* [SOURCE MATERIAL]
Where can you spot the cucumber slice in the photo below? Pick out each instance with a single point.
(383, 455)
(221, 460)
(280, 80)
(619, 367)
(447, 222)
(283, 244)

* [SET PROBLEM]
Can you write out every one of the records above line for line, with no changes?

* [EXERCISE SOLUTION]
Where can you spot the cucumber slice in the photo below? Pick out each instance with a single point.
(383, 455)
(221, 460)
(280, 80)
(619, 367)
(447, 222)
(283, 244)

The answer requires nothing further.